§ **Problem to solve**: All of the lines below should be copied word for word.

§ **Data shown**:
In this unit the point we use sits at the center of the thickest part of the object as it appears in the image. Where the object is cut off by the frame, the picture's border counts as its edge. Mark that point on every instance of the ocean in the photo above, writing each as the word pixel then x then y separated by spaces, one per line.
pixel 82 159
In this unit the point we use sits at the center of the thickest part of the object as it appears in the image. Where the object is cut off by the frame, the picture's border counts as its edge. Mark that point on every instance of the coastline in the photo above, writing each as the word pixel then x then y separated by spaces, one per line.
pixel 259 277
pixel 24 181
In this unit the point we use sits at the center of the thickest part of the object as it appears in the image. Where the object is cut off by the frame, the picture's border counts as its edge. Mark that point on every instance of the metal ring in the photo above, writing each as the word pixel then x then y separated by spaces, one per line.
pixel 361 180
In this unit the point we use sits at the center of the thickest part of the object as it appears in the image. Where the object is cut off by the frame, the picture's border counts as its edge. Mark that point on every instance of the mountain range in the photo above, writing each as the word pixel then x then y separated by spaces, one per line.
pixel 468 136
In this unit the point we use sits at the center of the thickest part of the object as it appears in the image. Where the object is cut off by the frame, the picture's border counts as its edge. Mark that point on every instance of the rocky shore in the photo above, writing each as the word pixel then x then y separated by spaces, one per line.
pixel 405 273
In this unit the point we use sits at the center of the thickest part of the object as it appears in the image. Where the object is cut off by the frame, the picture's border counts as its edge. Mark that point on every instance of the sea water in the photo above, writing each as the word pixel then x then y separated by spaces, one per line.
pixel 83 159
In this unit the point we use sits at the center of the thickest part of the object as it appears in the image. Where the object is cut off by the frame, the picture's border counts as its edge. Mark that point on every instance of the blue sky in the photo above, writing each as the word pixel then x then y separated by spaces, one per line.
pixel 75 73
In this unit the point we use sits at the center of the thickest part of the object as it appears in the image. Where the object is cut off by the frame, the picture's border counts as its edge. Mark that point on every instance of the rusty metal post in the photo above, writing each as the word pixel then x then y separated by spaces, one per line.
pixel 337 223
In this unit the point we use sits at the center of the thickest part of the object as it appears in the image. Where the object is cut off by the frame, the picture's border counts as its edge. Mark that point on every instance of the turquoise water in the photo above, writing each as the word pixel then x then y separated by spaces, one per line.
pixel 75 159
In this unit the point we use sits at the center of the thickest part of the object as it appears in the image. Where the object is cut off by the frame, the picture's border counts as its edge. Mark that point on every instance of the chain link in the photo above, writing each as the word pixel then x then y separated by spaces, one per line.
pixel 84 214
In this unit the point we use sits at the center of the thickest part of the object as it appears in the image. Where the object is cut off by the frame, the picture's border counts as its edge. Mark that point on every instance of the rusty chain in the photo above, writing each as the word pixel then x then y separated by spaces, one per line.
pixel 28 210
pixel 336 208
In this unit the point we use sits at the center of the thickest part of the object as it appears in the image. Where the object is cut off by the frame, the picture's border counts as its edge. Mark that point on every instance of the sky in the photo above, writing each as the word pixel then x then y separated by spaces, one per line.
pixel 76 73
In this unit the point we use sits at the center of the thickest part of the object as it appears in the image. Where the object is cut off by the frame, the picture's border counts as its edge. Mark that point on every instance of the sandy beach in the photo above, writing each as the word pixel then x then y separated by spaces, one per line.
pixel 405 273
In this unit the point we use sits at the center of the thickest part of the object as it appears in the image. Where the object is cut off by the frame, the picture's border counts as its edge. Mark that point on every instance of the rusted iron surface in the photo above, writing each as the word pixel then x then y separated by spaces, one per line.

§ **Expected output**:
In this unit the point we use sits at the center of the thickest part of the object as it appears in the image. Where the object is cut off by the frame, the picture's border counts as its edge. Mark that point on every instance of the ocean in the photo above, writing each as the word pixel then x then y separated by spaces, one per line.
pixel 82 159
In this unit the point we use sits at the center of the thickest part of the object as it appears in the image. Where the object is cut off by the frame, the picture's border counts as its edge. Mark that point on every instance of the coastline in the photo above, writing each as the word pixel then x then y separated by spaces, one per line.
pixel 259 277
pixel 24 181
In this unit the point we use sits at the center of the thickest part of the object as it appears in the image. Where the object is cut off by the frame, the picture's border counts as its edge. Mark that point on every instance of the metal ring in the photo above, writing each as the word pixel then x then y separated by spaces, one per line.
pixel 361 180
In this unit the point we use sits at the center of the thickest part of the object as it appears in the image. Where the object is cut off by the frame, the picture's border counts as its edge. Mark that point on every instance of the mountain range in the photo above, writing each as the word pixel then x then y separated by spaces, one per line.
pixel 468 136
In this unit the point we use sits at the center of the thickest part of the object as it appears in the image. Where the object is cut off by the frame, the picture's border counts as its edge. Mark that point on every instance of the rocky shore in the photo above, writing each as the word pixel then x then y separated by spaces, one per line.
pixel 405 273
In this unit the point we use sits at the center of the thickest part of the object as it appears in the image. Where the object is cut off by the frame, the picture's border counts as its edge. Mark that point on every instance of the sea water in the photo above, writing each as the word pixel then x then y separated by spaces, one per line.
pixel 83 159
In this unit the point we use sits at the center of the thickest part of the object as it appears in the image. Where the object is cut off by the frame, the picture's border counts as its edge. Mark that point on every instance of the blue sky in the photo above, writing each as the word pixel then x then y separated by spaces, one per line.
pixel 75 73
In this unit the point we use sits at the center of the thickest part of the object as it appears in the image. Where the object is cut off by the frame, the picture's border counts as its edge. Mark that point on every instance of the rusty metal post in the photo above, writing each as the word pixel then x then y separated by spaces, one per line.
pixel 337 223
In this unit the point we use sits at the center of the thickest part of the object as it appears in the image. Where the object is cut off by the frame, the picture's border counts as its edge. Mark that point on every instance of the turquoise water in the photo above, writing each as the word pixel then x then y separated by spaces, one per line.
pixel 75 159
In this unit the point we use sits at the center of the thickest part of the object as it appears in the image. Where the object is cut off by the frame, the picture's border counts as its edge. Mark that point on every instance of the chain link in the photo above, writing each as the word pixel then x then y separated by spaces, one per line.
pixel 84 214
In this unit the point we use sits at the center of the thickest part of the object as it appears in the image. Where the object is cut off by the frame, the picture's border counts as its edge. Mark that point on every instance of the rusty chain in the photo above, writing each as the word pixel then x then y separated by spaces, one per line.
pixel 28 210
pixel 336 208
In this unit the point we use sits at the center of the thickest part of the object as it appears in the image. Where the object is cut off by the frame, the picture's border counts as its edge. Mark that point on every instance of the sky in the photo above, writing each as the word pixel then x then y separated by spaces, one per line.
pixel 76 73
In this unit the point we use sits at the center of the thickest part of the object as it appears in the image. Where the object is cut off by the frame, the picture's border counts as its edge. Mark that point on every instance of the sandy beach in the photo above, writing each as the word pixel then x then y separated by spaces, one per line.
pixel 405 273
In this unit the point we use sits at the center of the thickest part of the object as it appears in the image. Where the object is cut off by the frame, the picture's border counts as its edge. Mark that point on every instance of the rusted iron surface in the photo above, writing each as the word pixel then x then y separated by spaces, one per line.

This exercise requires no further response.